▽

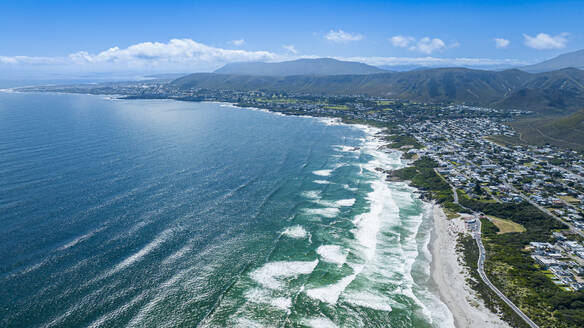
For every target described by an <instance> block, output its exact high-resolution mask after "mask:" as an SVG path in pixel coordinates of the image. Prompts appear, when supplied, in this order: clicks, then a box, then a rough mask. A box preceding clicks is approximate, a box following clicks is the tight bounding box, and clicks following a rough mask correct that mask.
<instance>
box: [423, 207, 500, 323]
mask: <svg viewBox="0 0 584 328" xmlns="http://www.w3.org/2000/svg"><path fill="white" fill-rule="evenodd" d="M431 206H432V217H431V220H432V233H431V237H430V243H429V244H428V248H429V251H430V253H431V254H432V261H431V264H430V266H431V267H430V279H431V283H432V285H433V286H432V287H433V288H434V289H435V292H436V293H437V295H438V296H439V297H440V300H442V302H444V303H445V304H446V306H447V307H448V309H449V310H450V312H451V313H452V315H453V317H454V324H455V326H456V327H457V328H463V327H500V328H509V327H510V326H509V324H507V323H506V322H505V321H503V320H502V319H501V317H500V316H499V315H498V314H496V313H493V312H491V310H489V309H487V308H486V307H485V306H484V304H483V302H482V300H480V299H479V298H478V297H477V295H476V292H474V291H473V290H472V289H471V288H470V286H468V284H467V282H466V279H467V278H468V277H469V275H468V272H466V268H464V267H463V266H462V265H461V264H460V263H459V254H458V253H457V251H456V244H457V242H456V238H457V235H458V233H459V232H463V231H465V226H464V224H465V223H464V221H463V220H462V219H461V218H456V219H448V218H447V217H446V215H445V214H444V211H443V210H442V207H440V206H439V205H437V204H432V205H431Z"/></svg>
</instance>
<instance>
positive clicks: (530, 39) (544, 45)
mask: <svg viewBox="0 0 584 328" xmlns="http://www.w3.org/2000/svg"><path fill="white" fill-rule="evenodd" d="M567 36H568V33H561V34H558V35H556V36H551V35H549V34H545V33H539V34H538V35H536V36H530V35H527V34H523V38H524V39H525V45H526V46H528V47H530V48H533V49H537V50H549V49H562V48H565V47H566V45H567V44H568V40H567V39H566V37H567Z"/></svg>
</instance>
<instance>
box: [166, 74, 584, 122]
mask: <svg viewBox="0 0 584 328" xmlns="http://www.w3.org/2000/svg"><path fill="white" fill-rule="evenodd" d="M261 71H262V69H261V68H258V69H254V70H251V71H250V72H252V73H257V72H261ZM270 71H271V68H270ZM299 72H300V71H296V74H288V73H287V74H275V75H277V76H275V75H272V76H266V75H270V74H264V76H259V75H255V76H253V75H248V74H244V75H241V74H235V73H233V72H232V73H229V71H227V70H222V71H221V73H222V74H213V73H196V74H191V75H187V76H185V77H182V78H179V79H176V80H174V81H172V82H171V86H172V87H177V88H179V89H191V88H200V89H209V90H239V91H252V90H264V91H271V92H279V93H285V92H293V93H303V94H314V95H325V94H328V95H368V96H379V97H385V96H387V95H388V94H391V95H392V98H395V99H396V100H397V99H401V100H404V99H407V100H408V101H411V102H412V103H413V104H426V103H445V104H446V103H450V104H452V103H455V104H467V105H479V106H486V107H493V108H501V109H516V108H519V109H522V110H529V111H534V112H536V113H541V114H545V115H565V114H567V113H570V112H574V111H577V110H581V109H582V103H584V71H581V70H577V69H563V70H560V71H553V72H546V73H541V74H529V73H526V72H522V71H519V70H505V71H499V72H496V71H482V70H471V69H464V68H438V69H428V70H419V71H408V72H387V73H384V72H380V74H353V75H323V74H317V75H312V74H309V75H301V74H302V73H299ZM284 75H286V76H284ZM559 85H561V88H560V87H558V86H559ZM566 90H569V91H566ZM380 101H382V103H378V104H377V105H378V106H385V107H387V105H389V103H387V104H386V103H384V102H383V101H384V100H380ZM391 107H394V106H393V105H392V106H391Z"/></svg>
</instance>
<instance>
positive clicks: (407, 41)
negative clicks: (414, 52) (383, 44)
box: [389, 35, 416, 48]
mask: <svg viewBox="0 0 584 328" xmlns="http://www.w3.org/2000/svg"><path fill="white" fill-rule="evenodd" d="M415 40H416V39H414V38H413V37H411V36H403V35H396V36H393V37H391V39H389V42H391V44H393V45H394V46H395V47H400V48H405V47H407V46H409V45H410V43H412V42H414V41H415Z"/></svg>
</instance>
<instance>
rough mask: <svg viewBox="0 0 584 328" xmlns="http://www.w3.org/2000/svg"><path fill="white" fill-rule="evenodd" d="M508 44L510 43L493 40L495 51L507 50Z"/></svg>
mask: <svg viewBox="0 0 584 328" xmlns="http://www.w3.org/2000/svg"><path fill="white" fill-rule="evenodd" d="M509 43H511V42H510V41H509V40H507V39H503V38H495V47H496V48H497V49H503V48H507V47H508V46H509Z"/></svg>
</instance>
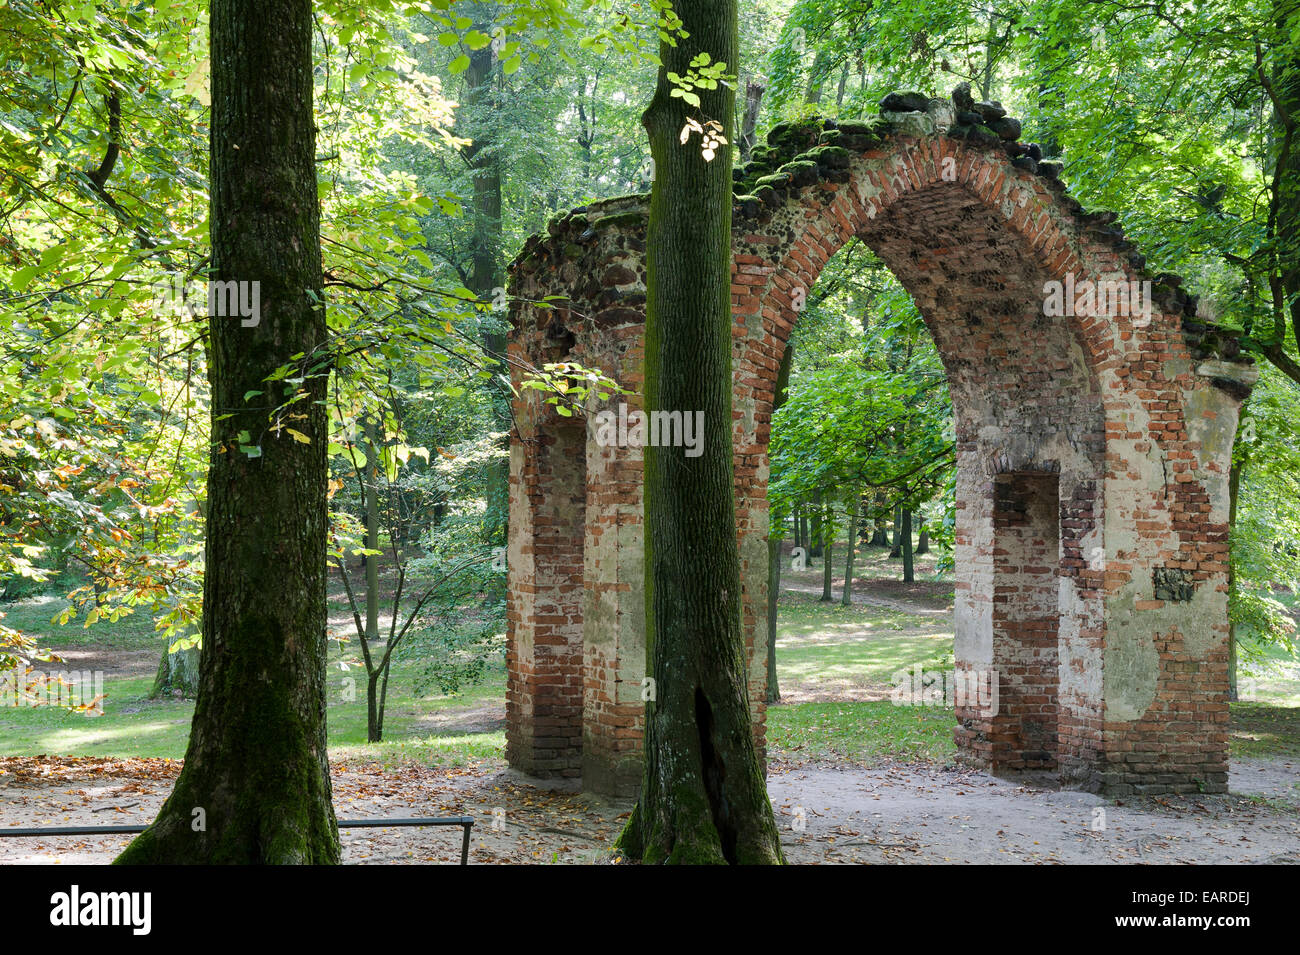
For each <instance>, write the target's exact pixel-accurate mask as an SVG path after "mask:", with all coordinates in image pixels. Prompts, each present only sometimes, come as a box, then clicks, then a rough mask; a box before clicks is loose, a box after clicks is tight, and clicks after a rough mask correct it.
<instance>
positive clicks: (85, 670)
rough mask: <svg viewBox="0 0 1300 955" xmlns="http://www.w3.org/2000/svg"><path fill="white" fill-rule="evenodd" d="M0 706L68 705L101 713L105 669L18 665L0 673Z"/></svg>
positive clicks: (80, 708)
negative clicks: (97, 669)
mask: <svg viewBox="0 0 1300 955" xmlns="http://www.w3.org/2000/svg"><path fill="white" fill-rule="evenodd" d="M0 707H70V708H73V709H82V711H86V712H87V713H90V715H91V716H103V715H104V670H59V672H49V673H43V672H42V670H32V669H27V668H26V667H22V665H19V667H18V668H16V669H12V670H9V672H6V673H0Z"/></svg>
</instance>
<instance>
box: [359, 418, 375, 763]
mask: <svg viewBox="0 0 1300 955" xmlns="http://www.w3.org/2000/svg"><path fill="white" fill-rule="evenodd" d="M374 431H376V427H374V424H373V422H370V424H368V425H367V429H365V444H367V461H365V464H367V469H368V470H369V472H370V479H369V481H368V482H365V483H364V485H361V496H363V498H364V500H365V550H368V551H377V550H380V489H378V481H380V448H378V439H377V438H376V437H374ZM365 639H368V641H370V642H374V641H378V639H380V555H378V554H367V555H365ZM370 742H374V741H370Z"/></svg>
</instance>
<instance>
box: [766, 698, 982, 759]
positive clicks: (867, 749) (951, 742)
mask: <svg viewBox="0 0 1300 955" xmlns="http://www.w3.org/2000/svg"><path fill="white" fill-rule="evenodd" d="M956 725H957V720H956V717H954V716H953V712H952V711H950V709H945V708H941V707H898V706H894V704H893V703H891V702H888V700H881V702H876V703H801V704H797V706H790V707H783V706H774V707H768V709H767V733H768V745H770V747H771V751H772V755H776V756H784V758H788V759H832V760H836V761H844V763H857V764H867V763H871V761H872V760H878V759H881V758H891V759H900V760H905V761H924V763H940V761H944V760H948V759H950V758H952V755H953V754H954V752H956V746H954V743H953V728H954V726H956Z"/></svg>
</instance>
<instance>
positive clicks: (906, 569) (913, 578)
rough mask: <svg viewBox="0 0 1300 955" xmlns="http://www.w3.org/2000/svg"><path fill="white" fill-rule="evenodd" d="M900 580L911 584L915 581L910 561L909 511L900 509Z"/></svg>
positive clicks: (909, 516)
mask: <svg viewBox="0 0 1300 955" xmlns="http://www.w3.org/2000/svg"><path fill="white" fill-rule="evenodd" d="M902 579H904V583H911V582H913V581H915V579H917V574H915V572H914V568H913V560H911V511H909V509H907V508H904V509H902Z"/></svg>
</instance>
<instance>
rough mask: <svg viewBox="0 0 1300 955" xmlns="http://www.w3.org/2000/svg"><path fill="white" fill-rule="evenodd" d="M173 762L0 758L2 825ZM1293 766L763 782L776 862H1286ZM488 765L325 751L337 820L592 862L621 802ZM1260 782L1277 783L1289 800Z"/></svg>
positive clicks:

△

Extract the lines of the listing starting at its beginning and ending at the line that contains "box: [423, 207, 500, 323]", both included, and leave the pictures out of your answer.

For every target described by an <instance> block, output its exact high-resolution mask after "mask:" as an SVG path in pixel coordinates of the image. Prompts appear, when supplied, in this order: clicks, then a box, then a rough mask. A box preceding clicks is approximate, a box following clicks is the tight bounding box, and clicks following a rough mask correct that mask.
<instance>
box: [423, 207, 500, 323]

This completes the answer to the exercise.